> **Seitenauszug**:
++++

Dadurch entsteht am Beginn des dritten Jahrzehnts im 21. Jahrhundert – in sehr viel kleinerem Maße als in Steiners Andeutungen noch vorgesehen war – die Möglichkeit der irdischen Zusammenarbeit eines Teils der loyal gebliebenen Michael-Schüler, welche die bisher getrennten anthroposophischen Strömungen vertreten. Ihre Aufgabe ist der Aufbau einer Gemeinschaft, in der die Ziele des leitenden Geistes unserer Zeit, Michael, verwirklicht werden und der erneut auferstehende Christus bewusst geschaut werden kann. Die 1924 verpasste Welten-Zeiten-Wende, von der bisherigen Entwicklung der Menschheit in das Irdisch-Materielle hinein zurück ins Geistige – aber jetzt voll bewusst und in Freiheit –, kann in diesem Jahrhundert dadurch erneut versucht werden.


Wenn
. Auch das ›Wenn‹ ist ein wesentlicher Bestandteil des Mitgeteilten, denn es hängt von den heute lebenden Menschen, ihrem guten Willen und vor allem ihrem Mut ab. Können sie als irdische Menschen ihre Ängste und Ambitionen überwinden und ihrem vorgeburtlichen Entschluss und Impuls treu bleiben, der sie zu dieser Bewegung führt?

++++

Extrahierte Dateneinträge
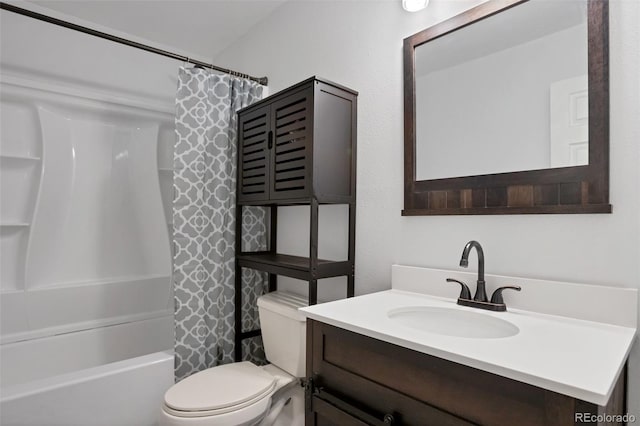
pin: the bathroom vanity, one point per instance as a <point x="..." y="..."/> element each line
<point x="368" y="364"/>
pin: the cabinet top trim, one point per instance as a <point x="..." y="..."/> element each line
<point x="287" y="91"/>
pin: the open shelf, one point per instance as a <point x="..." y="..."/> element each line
<point x="293" y="266"/>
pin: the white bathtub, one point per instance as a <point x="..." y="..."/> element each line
<point x="40" y="386"/>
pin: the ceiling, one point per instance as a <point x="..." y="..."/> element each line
<point x="200" y="29"/>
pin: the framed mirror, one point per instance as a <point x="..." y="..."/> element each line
<point x="506" y="110"/>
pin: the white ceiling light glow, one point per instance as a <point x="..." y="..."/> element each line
<point x="414" y="5"/>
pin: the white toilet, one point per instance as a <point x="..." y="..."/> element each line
<point x="242" y="393"/>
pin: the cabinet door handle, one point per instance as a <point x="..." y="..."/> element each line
<point x="367" y="417"/>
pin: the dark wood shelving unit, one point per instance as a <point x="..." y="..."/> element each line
<point x="296" y="147"/>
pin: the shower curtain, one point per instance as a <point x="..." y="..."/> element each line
<point x="204" y="223"/>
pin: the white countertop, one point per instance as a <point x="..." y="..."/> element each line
<point x="570" y="356"/>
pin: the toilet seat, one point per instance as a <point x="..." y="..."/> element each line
<point x="221" y="390"/>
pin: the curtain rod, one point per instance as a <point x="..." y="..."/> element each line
<point x="86" y="30"/>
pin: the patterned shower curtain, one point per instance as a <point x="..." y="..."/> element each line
<point x="204" y="223"/>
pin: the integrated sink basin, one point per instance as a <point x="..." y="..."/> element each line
<point x="453" y="322"/>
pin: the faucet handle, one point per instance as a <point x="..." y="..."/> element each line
<point x="465" y="293"/>
<point x="496" y="297"/>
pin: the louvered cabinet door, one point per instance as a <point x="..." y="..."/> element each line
<point x="254" y="156"/>
<point x="291" y="165"/>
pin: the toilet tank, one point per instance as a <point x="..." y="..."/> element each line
<point x="284" y="330"/>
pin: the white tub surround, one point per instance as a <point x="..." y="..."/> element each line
<point x="573" y="339"/>
<point x="123" y="393"/>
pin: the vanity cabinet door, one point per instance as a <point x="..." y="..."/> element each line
<point x="325" y="414"/>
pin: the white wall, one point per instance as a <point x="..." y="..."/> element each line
<point x="358" y="44"/>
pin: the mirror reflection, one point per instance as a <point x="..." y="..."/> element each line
<point x="508" y="93"/>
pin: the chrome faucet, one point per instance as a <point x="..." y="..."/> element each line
<point x="480" y="299"/>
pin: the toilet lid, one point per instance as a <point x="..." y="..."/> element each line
<point x="220" y="387"/>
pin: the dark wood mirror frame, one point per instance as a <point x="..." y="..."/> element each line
<point x="578" y="189"/>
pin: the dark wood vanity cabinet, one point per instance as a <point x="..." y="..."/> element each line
<point x="357" y="380"/>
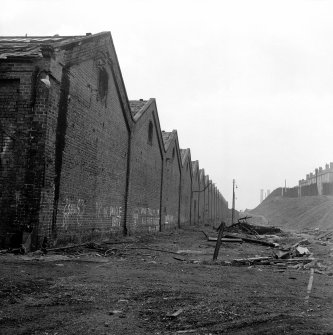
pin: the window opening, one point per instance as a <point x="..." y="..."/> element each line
<point x="150" y="133"/>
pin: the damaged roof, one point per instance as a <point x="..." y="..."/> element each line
<point x="34" y="46"/>
<point x="184" y="153"/>
<point x="195" y="166"/>
<point x="167" y="138"/>
<point x="137" y="105"/>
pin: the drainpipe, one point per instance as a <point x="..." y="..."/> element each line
<point x="179" y="193"/>
<point x="161" y="194"/>
<point x="128" y="174"/>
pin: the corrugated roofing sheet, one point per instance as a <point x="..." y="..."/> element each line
<point x="136" y="106"/>
<point x="31" y="46"/>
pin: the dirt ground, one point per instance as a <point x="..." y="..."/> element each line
<point x="133" y="289"/>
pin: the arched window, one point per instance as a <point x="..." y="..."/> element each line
<point x="150" y="133"/>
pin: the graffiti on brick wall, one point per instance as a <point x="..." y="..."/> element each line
<point x="112" y="213"/>
<point x="146" y="217"/>
<point x="46" y="205"/>
<point x="73" y="212"/>
<point x="169" y="219"/>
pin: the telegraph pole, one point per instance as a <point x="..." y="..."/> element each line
<point x="233" y="201"/>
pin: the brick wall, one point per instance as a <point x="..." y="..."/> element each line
<point x="22" y="134"/>
<point x="86" y="146"/>
<point x="144" y="197"/>
<point x="186" y="190"/>
<point x="171" y="186"/>
<point x="202" y="196"/>
<point x="195" y="193"/>
<point x="66" y="150"/>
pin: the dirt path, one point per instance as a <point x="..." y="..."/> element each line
<point x="136" y="291"/>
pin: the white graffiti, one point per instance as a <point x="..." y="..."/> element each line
<point x="73" y="212"/>
<point x="113" y="213"/>
<point x="146" y="217"/>
<point x="169" y="219"/>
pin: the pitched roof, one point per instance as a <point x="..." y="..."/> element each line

++++

> **Aufgabendetails**:
Was sagt der Seitenauszug über die Michael-Schüler zu diesen Punkten?
1. Welche Aufgabe haben die loyal gebliebenen Michael-Schüler?
2. In welchem Jahr wurde die Welten-Zeiten-Wende verpasst?
3. Wovon hängt das ›Wenn‹ ab?

> **Ergebnis**:
1. Sie sollen eine Gemeinschaft aufbauen, in der die Ziele Michaels verwirklicht werden und der erneut auferstehende Christus bewusst geschaut werden kann.
2. 1924.
3. Von den heute lebenden Menschen, ihrem guten Willen und vor allem ihrem Mut.